## What needs to be done
Please put the rows below into a numbered list, one line per item, without the blank lines. Leave the pictures out of your answer.

## Stored data
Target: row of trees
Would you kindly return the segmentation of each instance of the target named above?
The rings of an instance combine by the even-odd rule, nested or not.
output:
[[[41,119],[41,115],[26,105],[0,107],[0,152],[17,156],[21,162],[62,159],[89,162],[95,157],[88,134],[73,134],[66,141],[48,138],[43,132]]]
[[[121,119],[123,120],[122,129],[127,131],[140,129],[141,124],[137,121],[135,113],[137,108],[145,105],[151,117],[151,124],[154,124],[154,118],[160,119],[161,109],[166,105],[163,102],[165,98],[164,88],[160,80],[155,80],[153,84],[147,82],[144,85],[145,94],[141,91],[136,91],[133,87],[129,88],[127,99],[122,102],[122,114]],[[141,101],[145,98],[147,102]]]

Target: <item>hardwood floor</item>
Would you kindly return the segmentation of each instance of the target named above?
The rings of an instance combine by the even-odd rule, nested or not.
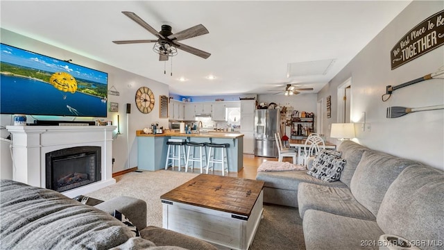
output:
[[[278,158],[273,157],[258,157],[250,154],[244,154],[244,169],[242,169],[242,170],[239,171],[237,173],[230,172],[228,173],[228,176],[255,180],[256,174],[257,173],[257,168],[264,161],[278,161]],[[284,158],[284,161],[289,161],[291,162],[291,158]],[[200,173],[200,168],[195,167],[193,172]],[[177,168],[175,169],[175,171],[177,171]],[[183,169],[182,169],[182,171],[183,171]],[[216,170],[214,171],[214,174],[222,175],[222,172]]]
[[[250,154],[244,154],[244,169],[239,171],[239,172],[230,172],[228,173],[228,176],[231,177],[239,177],[239,178],[245,178],[252,180],[256,179],[256,174],[257,173],[257,168],[259,166],[262,164],[262,162],[265,161],[278,161],[277,158],[273,157],[258,157],[255,156],[254,155]],[[288,161],[291,162],[291,158],[284,158],[284,161]],[[220,165],[219,165],[220,166]],[[175,168],[174,171],[177,171],[177,168]],[[181,171],[185,171],[182,168]],[[190,169],[189,169],[190,171]],[[200,173],[200,169],[198,167],[195,167],[193,171],[194,173]],[[114,173],[113,174],[113,178],[116,179],[116,181],[120,181],[120,179],[123,176],[123,174],[126,172],[122,172],[121,174]],[[214,174],[216,175],[222,175],[221,171],[214,171]]]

## Solved problem
1. Target: row of trees
2. Would you kindly return the segmentation of each instance of the target named above?
3. The rings of an instance combine by the even-odd rule, nested or not.
4. output:
5. [[[41,119],[41,115],[26,105],[0,107],[0,152],[17,156],[21,162],[62,159],[89,162],[95,157],[88,134],[73,134],[66,141],[48,138],[43,132]]]
6. [[[121,119],[123,120],[122,129],[127,131],[140,129],[141,124],[137,121],[135,113],[137,108],[145,105],[151,117],[151,124],[154,124],[154,118],[160,119],[161,109],[166,105],[163,102],[165,98],[164,88],[160,80],[155,80],[153,84],[147,82],[144,85],[145,94],[141,91],[136,91],[133,87],[129,88],[127,99],[122,102],[122,114]],[[141,101],[145,98],[147,102]]]
7. Target: <item>hardwood floor</item>
8. Would you kindly return the segmentation of each instance of the target named above?
9. The rings of an instance combine by the even-odd rule, nested or not.
10. output:
11. [[[278,158],[273,157],[258,157],[250,154],[244,154],[244,169],[242,169],[242,170],[239,171],[237,173],[230,172],[228,173],[228,176],[255,180],[256,174],[257,173],[257,168],[264,161],[278,161]],[[284,158],[284,161],[289,161],[291,162],[291,158]],[[200,173],[200,168],[195,167],[193,172]],[[177,168],[175,169],[175,171],[177,171]],[[183,169],[182,169],[182,171],[183,171]],[[216,170],[214,171],[214,174],[222,175],[222,172]]]
12. [[[250,154],[244,154],[244,169],[239,171],[239,172],[230,172],[228,173],[228,176],[231,177],[239,177],[239,178],[245,178],[252,180],[256,179],[256,174],[257,173],[257,168],[259,166],[262,164],[262,162],[265,161],[278,161],[277,158],[273,157],[258,157],[255,156],[254,155]],[[288,161],[291,162],[291,158],[284,158],[284,161]],[[220,165],[219,165],[220,166]],[[175,168],[174,171],[177,171],[177,168]],[[181,171],[185,171],[182,168]],[[190,169],[189,169],[190,171]],[[200,173],[200,169],[198,167],[195,167],[193,171],[194,173]],[[114,173],[113,174],[113,178],[116,179],[116,181],[120,181],[120,179],[123,176],[123,174],[126,172],[122,172],[121,174]],[[214,174],[216,175],[222,175],[221,171],[214,171]]]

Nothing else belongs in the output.